Esta es la consecuencia directa de haber renunciado a la soberanía energética en nombre de un modelo utópico, verde y supranacional, que ha criminalizado la producción nacional, desmantelado nuestra capacidad de reserva y sustituido la previsión por la fe ciega en las redes compartidas y las energías intermitentes. Hemos confiado nuestra supervivencia a molinos que no giran, paneles que no iluminan de noche, y gasoductos controlados por intereses extranjeros. Y cuando el sistema falla, como ha fallado, no hay a quién exigirle responsabilidades. Porque nadie manda. Porque nadie responde. Porque no hay plan.

Mientras tanto, la propaganda continúa. Nos hablan de neutralidad climática, de sostenibilidad, de resiliencia digital. Palabras bonitas para ocultar una verdad incómoda: España ha perdido su autonomía energética. La desindustrialización planificada, el cierre de centrales térmicas y nucleares, y la entrega de la gestión eléctrica a corporaciones transnacionales no son errores. Son decisiones políticas. Decisiones tomadas desde una mentalidad que desprecia la nación, la autosuficiencia y la capacidad de defensa económica.

La energía no es un capricho técnico ni una cuestión de mercado: es un pilar estratégico de la nación. Como el ejército, debe estar bajo control del Estado y al servicio del interés nacional. La historia lo demuestra: ningún país que haya renunciado a su autonomía energética ha conservado su soberanía política. Ni uno solo. Porque quien depende de otros para encender la luz, no es libre. Es un vasallo. Y nosotros lo somos.

La solución no está en seguir profundizando en la dependencia tecnológica ni en suplicar a Europa que refuerce las interconexiones. La solución está en volver a pensar como nación. Recuperar las centrales que cerramos por presión ideológica, invertir en tecnología propia y diversificar el suministro con criterios geoestratégicos, no ideológicos. Porque la electricidad no es un símbolo de modernidad: es una condición de existencia.

## MATERIAL PROPORCIONADO
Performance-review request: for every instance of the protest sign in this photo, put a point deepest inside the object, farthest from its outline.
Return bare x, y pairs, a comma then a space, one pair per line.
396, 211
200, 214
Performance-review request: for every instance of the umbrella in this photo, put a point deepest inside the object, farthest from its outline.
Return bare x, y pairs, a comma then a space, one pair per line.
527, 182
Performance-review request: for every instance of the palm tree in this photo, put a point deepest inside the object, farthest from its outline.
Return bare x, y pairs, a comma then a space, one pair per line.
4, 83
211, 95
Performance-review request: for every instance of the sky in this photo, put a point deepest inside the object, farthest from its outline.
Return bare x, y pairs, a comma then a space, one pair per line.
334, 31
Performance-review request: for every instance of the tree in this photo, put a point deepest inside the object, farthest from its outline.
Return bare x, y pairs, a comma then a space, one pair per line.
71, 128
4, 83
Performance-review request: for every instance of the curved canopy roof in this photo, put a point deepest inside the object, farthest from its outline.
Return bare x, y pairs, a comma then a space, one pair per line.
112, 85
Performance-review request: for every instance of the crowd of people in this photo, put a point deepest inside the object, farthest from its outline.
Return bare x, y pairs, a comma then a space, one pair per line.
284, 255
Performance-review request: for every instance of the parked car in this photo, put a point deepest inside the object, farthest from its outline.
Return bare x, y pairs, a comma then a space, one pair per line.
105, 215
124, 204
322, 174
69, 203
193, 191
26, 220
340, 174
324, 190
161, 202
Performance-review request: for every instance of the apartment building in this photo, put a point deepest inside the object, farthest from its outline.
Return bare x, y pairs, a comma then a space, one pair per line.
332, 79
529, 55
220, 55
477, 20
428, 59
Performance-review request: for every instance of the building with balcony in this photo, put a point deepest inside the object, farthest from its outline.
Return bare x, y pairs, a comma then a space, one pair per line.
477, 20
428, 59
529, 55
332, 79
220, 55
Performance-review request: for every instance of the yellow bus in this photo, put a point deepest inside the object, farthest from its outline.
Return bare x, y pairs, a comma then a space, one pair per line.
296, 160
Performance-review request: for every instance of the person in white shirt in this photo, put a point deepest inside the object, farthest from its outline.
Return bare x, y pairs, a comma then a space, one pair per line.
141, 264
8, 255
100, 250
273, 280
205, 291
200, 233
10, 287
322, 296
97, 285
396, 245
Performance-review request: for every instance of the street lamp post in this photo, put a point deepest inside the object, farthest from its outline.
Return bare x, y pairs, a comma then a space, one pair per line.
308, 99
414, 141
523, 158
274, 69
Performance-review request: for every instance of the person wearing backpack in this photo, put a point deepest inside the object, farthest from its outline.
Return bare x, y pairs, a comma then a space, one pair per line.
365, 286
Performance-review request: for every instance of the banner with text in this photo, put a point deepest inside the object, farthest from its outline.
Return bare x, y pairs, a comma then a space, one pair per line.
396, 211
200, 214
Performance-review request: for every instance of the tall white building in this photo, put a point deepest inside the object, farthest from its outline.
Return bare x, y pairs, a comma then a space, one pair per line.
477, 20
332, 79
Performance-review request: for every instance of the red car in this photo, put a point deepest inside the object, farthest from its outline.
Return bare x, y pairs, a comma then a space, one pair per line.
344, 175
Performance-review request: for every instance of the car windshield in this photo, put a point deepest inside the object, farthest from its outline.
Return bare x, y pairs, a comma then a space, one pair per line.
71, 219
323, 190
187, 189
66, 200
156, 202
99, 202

## REQUISITOS
a - En el texto sobre la soberanía energética, ¿con qué se compara la energía al decir que debe estar bajo control del Estado?
b - Retoma el texto sobre la soberanía energética a partir de su último párrafo.

## RESPUESTAS
a - Con el ejército.

b -
Debemos comprender que la transición ecológica, tal como se está imponiendo desde Bruselas, no es un camino hacia la soberanía, sino una forma nueva de dependencia. Una economía basada únicamente en energías “verdes” es una economía inestable, vulnerable y dependiente. Los países que nos venden paneles solares, baterías de litio o turbinas eólicas saben perfectamente que están vendiéndonos no solo tecnología, sino sumisión.

Y no se trata de oponerse al medio ambiente, como algunos intentan caricaturizar. Se trata de algo más profundo: de poner a la patria por delante del dogma, de garantizar el bienestar y la seguridad de los nuestros antes que complacer a tecnócratas sin rostro. Se trata de que los españoles, cuando enciendan la luz o enciendan una fábrica, sepan que detrás hay un sistema nacional fuerte, previsor y soberano.

Lo que hemos vivido no es un accidente: es una consecuencia. Un efecto directo de haber sustituido la razón de Estado por el capricho ideológico. Y si no corregimos el rumbo, el apagón del 28 de abril será solo el preludio del colapso de la propia nación.

Porque sin soberanía energética no hay industria. Sin industria no hay trabajo. Y sin trabajo, no hay patria. Solo una red de consumidores dependientes, esperando instrucciones desde fuera.

La soberanía energética no es un lujo. Es la frontera entre el pueblo libre y la colonia resignada. Y nosotros, si queremos seguir siendo algo más que un parque temático turístico, debemos decidir de qué lado estamos.